What does the passage on post-office misconceptions say about each of these?
1. Until the mail reaches which office are the letters for a place kept together with the other letters of the district?
2. When a town's post-office becomes a sub-office, where is the sorting of its letters done?
3. For what kind of service does that change not withdraw accommodation?

READING PASSAGE.
_ _ _
2. The knowledge of the following misconception may also help to save the public and the Post-Office a great amount of trouble. "It is often assumed," says the Postmaster-General, "that a mail-conveyance passing by, or through a place, ought, as a matter of course, to deposit," there and then, "the letters directed thereto; the practice being, on the contrary, that until the mail arrives at the head post-office of the district, the letters in question are not separated from the other letters of the district. A slight consideration of the nature and objects of the postal service will show that such separation cannot be effected in any other way, unless, indeed, the mail-conveyance, even supposing it to be but a mail-cart, were converted into a travelling post-office, and furnished with clerks of unlimited local knowledge (which is plainly impossible), or unless every town and village in the kingdom, having any correspondence with the place in question, were to make up a bag for that place; in which case its mail would contain nearly as many bags as letters."

3. "It happens from time to time that, owing to the stream of postal communications having been diverted from the old mail-road to a line of railway, or from other causes of like nature, it becomes desirable to reduce the post-office of a town from the condition of a principal office to that of a sub-office. This step not unfrequently gives rise to complaints, the inhabitants being under the impression that they will not in future be so well served. This is a misconception. The change is not made when it will subject the correspondence to delay; nor does it cause any withdrawal of accommodation in respect to money-orders. It is, in fact, only a departmental arrangement, which consists in carrying on the sorting of the letters for the new sub-office at some intermediate office, instead of sending the letters in direct bags."
_ _ _
LISTED RECORDS.
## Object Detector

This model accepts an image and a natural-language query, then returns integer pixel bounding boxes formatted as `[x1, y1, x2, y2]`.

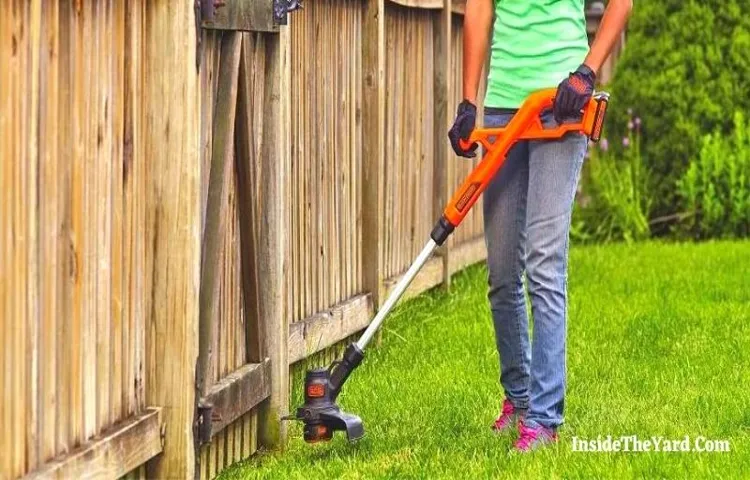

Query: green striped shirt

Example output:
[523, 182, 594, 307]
[484, 0, 589, 108]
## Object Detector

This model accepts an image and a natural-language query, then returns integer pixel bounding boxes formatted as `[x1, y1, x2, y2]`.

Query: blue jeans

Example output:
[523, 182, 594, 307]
[484, 109, 587, 429]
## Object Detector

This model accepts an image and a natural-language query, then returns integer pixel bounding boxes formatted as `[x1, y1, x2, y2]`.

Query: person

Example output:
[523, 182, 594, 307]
[448, 0, 632, 451]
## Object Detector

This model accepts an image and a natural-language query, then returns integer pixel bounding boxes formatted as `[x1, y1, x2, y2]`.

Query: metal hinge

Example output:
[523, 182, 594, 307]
[273, 0, 302, 25]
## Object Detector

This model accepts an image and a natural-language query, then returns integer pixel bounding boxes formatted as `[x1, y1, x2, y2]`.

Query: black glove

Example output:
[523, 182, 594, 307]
[448, 100, 477, 158]
[552, 64, 596, 124]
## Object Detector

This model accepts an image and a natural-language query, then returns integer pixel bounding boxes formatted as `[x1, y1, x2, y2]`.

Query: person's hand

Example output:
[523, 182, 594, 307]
[552, 64, 596, 124]
[448, 100, 477, 158]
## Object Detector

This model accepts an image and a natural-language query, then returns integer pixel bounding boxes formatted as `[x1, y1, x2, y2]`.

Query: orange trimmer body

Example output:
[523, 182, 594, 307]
[443, 88, 609, 228]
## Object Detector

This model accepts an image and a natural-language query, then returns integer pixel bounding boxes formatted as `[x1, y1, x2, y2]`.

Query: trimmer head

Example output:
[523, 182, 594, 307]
[289, 344, 365, 443]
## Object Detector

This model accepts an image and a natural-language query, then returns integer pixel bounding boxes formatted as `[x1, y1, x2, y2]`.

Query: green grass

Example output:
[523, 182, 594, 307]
[223, 242, 750, 479]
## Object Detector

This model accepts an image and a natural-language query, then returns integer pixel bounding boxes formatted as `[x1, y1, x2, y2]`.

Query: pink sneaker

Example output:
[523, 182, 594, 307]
[492, 398, 526, 433]
[514, 421, 557, 452]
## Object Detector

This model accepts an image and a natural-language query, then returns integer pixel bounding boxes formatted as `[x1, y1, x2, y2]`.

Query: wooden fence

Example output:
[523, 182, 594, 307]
[0, 0, 620, 479]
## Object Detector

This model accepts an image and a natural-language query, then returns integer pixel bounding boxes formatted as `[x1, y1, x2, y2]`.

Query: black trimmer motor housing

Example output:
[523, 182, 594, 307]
[286, 344, 365, 443]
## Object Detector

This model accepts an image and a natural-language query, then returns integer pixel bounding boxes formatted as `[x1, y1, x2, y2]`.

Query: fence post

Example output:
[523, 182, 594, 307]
[433, 0, 458, 289]
[258, 27, 291, 448]
[362, 0, 385, 308]
[143, 0, 201, 479]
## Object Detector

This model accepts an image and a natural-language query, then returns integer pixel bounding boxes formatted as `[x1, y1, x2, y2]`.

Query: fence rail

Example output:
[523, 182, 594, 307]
[0, 0, 620, 478]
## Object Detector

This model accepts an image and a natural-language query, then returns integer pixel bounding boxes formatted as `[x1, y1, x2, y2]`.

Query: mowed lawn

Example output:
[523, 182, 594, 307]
[223, 242, 750, 480]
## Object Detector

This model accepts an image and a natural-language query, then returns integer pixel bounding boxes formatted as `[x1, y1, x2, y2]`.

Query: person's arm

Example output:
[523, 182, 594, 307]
[552, 0, 633, 123]
[463, 0, 493, 105]
[583, 0, 633, 74]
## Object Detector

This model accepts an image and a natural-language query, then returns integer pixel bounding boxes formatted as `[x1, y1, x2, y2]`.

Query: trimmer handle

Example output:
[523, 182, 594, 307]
[431, 88, 609, 245]
[459, 88, 609, 150]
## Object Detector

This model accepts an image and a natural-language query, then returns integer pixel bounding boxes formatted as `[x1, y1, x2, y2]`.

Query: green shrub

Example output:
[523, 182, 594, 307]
[607, 0, 750, 215]
[571, 119, 652, 242]
[677, 112, 750, 238]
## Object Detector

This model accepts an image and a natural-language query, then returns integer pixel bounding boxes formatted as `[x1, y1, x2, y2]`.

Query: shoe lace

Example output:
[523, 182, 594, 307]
[502, 400, 515, 415]
[516, 423, 539, 450]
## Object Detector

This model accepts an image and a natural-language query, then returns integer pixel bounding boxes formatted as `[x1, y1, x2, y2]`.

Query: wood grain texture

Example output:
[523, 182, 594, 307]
[381, 4, 436, 278]
[201, 359, 271, 440]
[360, 0, 388, 306]
[28, 408, 162, 480]
[196, 32, 242, 395]
[143, 1, 201, 478]
[289, 294, 374, 364]
[432, 0, 455, 288]
[288, 0, 364, 321]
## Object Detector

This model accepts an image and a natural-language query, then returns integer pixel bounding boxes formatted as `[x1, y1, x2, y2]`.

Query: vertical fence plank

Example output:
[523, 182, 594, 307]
[197, 32, 242, 395]
[25, 0, 44, 472]
[432, 0, 452, 288]
[143, 0, 201, 478]
[362, 0, 385, 306]
[258, 29, 290, 447]
[39, 3, 61, 462]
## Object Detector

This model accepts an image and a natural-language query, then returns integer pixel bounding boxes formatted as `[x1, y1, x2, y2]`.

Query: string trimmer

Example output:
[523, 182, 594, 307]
[284, 89, 609, 443]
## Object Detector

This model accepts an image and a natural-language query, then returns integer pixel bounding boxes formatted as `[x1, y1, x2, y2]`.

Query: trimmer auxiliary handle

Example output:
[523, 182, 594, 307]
[285, 88, 609, 442]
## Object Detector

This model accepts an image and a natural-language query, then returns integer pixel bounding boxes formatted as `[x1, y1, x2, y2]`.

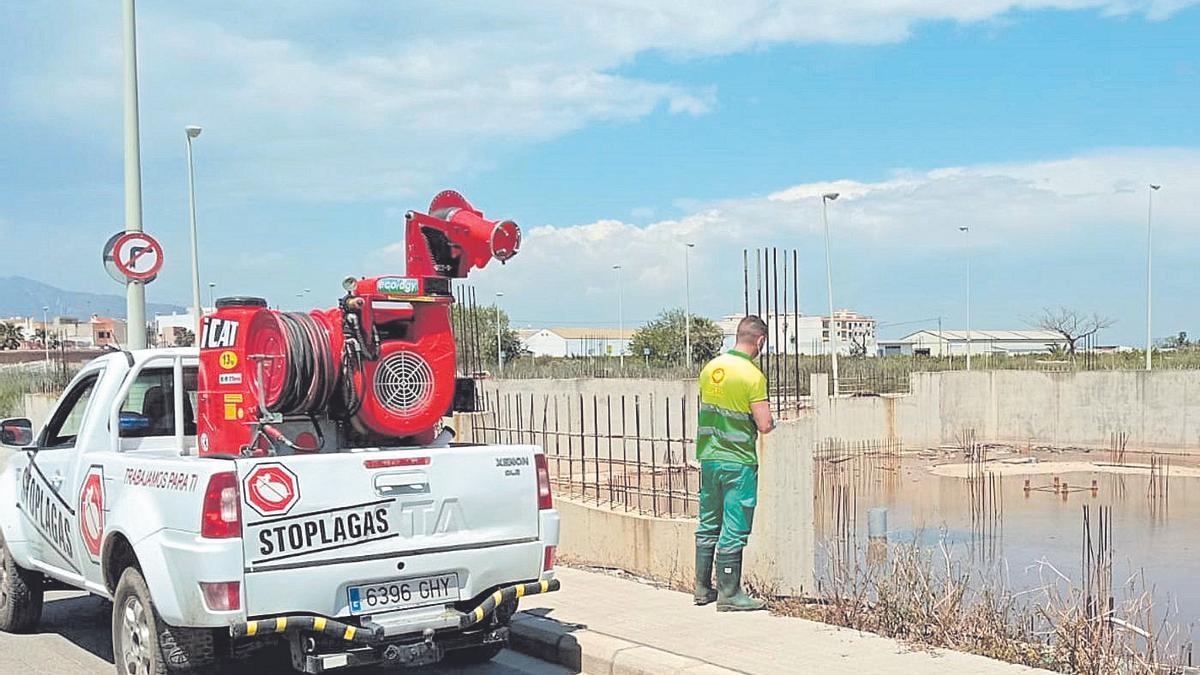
_ _ _
OUTPUT FOR THIS TASK.
1. The head post-office of the district.
2. At some intermediate office, instead of the letters being sent in direct bags.
3. Money-orders.